[Your assignment] Where in the material does the word "cabinet" appear? Copy each line that has it.

[Dataset records]
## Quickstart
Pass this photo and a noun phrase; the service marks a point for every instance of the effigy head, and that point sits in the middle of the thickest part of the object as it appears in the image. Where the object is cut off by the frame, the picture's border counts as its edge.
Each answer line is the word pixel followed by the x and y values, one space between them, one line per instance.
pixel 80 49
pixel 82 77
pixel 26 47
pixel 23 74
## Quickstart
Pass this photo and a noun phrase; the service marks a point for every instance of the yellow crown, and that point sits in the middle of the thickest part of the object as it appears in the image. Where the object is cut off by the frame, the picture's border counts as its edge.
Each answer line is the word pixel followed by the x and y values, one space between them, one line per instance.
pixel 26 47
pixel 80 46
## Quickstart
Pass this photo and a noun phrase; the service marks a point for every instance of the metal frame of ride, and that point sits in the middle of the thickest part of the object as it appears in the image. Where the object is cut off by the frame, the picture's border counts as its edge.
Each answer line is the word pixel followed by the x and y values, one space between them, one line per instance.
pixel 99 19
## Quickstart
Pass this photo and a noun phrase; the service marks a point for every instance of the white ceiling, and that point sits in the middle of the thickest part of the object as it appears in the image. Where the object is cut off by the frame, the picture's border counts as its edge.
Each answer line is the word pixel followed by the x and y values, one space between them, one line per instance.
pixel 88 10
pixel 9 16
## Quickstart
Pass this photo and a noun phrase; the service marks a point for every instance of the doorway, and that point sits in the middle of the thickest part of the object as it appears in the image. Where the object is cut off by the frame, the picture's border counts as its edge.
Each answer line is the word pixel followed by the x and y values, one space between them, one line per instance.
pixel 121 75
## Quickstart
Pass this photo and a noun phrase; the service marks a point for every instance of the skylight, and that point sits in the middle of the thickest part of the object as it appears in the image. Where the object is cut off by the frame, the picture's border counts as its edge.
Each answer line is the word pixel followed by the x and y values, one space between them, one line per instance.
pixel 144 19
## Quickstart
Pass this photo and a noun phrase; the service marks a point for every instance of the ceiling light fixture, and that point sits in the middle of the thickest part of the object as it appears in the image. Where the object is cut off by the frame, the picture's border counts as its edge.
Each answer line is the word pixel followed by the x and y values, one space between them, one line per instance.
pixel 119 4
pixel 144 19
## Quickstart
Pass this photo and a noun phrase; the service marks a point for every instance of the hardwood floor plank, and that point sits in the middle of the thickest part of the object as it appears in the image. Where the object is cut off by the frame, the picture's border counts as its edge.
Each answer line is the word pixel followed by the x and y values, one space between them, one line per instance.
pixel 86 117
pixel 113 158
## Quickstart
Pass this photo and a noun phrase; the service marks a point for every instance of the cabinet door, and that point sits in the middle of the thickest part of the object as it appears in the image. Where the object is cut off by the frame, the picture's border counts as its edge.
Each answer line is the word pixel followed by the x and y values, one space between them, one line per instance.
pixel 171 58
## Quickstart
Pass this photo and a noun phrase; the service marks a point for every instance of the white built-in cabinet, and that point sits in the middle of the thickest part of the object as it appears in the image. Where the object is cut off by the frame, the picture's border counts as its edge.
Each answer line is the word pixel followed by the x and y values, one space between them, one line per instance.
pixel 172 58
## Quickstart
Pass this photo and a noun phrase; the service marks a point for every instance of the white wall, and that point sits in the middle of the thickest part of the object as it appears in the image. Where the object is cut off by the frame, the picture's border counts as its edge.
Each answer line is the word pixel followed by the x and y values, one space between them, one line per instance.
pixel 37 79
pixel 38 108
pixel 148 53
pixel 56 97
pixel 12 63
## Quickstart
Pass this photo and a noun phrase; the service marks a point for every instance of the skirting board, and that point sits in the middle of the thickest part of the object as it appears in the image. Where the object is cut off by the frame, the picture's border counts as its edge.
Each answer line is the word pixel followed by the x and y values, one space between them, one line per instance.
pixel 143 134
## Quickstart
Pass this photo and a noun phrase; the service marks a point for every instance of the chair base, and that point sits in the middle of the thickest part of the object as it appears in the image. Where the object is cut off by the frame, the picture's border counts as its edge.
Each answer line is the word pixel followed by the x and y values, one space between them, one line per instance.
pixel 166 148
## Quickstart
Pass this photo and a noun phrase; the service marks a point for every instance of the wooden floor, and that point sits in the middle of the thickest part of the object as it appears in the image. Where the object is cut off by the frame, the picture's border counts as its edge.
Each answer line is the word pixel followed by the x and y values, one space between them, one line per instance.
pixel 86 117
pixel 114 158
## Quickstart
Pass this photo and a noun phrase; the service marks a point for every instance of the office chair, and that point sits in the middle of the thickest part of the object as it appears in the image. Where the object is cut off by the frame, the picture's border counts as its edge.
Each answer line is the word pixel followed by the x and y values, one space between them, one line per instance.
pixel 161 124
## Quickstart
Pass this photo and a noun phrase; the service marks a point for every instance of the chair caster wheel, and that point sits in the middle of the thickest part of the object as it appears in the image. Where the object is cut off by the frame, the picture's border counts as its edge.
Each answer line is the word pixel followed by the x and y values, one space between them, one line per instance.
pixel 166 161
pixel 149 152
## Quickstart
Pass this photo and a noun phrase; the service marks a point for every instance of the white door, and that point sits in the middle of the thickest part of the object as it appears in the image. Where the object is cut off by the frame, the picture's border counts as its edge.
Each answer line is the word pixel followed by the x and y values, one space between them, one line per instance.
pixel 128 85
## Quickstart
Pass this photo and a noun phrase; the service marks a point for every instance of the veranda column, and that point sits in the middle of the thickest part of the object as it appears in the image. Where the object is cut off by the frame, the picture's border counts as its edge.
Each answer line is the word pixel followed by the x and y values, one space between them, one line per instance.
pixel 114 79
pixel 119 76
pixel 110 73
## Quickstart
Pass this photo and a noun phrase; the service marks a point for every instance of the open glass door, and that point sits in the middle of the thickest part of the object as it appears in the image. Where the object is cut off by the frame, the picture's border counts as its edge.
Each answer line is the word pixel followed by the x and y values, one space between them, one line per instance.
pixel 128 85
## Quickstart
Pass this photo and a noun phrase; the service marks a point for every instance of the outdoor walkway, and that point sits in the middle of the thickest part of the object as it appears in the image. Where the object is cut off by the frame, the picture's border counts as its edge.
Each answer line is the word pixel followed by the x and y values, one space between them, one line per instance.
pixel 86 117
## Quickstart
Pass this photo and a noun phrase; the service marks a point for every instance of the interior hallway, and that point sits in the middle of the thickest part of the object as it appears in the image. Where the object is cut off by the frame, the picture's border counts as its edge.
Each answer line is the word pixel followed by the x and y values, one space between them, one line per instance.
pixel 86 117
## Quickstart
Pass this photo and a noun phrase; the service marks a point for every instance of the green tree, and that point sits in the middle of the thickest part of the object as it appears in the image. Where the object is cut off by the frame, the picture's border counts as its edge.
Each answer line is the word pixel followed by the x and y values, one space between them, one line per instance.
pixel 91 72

[Output of the task]
Pass this photo and a noun phrase; the service marks a point for every instance of the cabinet door, and that point sits in the middle of the thickest part of the object as it appears in the image. Where the object is cut off by the frame, the picture's border counts as its edge.
Pass this photo and a noun phrase; the service marks a point for every instance of the white built-in cabinet, and that point sits in the middle of the thickest part of the object as it appears in the image. Where the object is cut off by the frame, the picture's border counts as its edge.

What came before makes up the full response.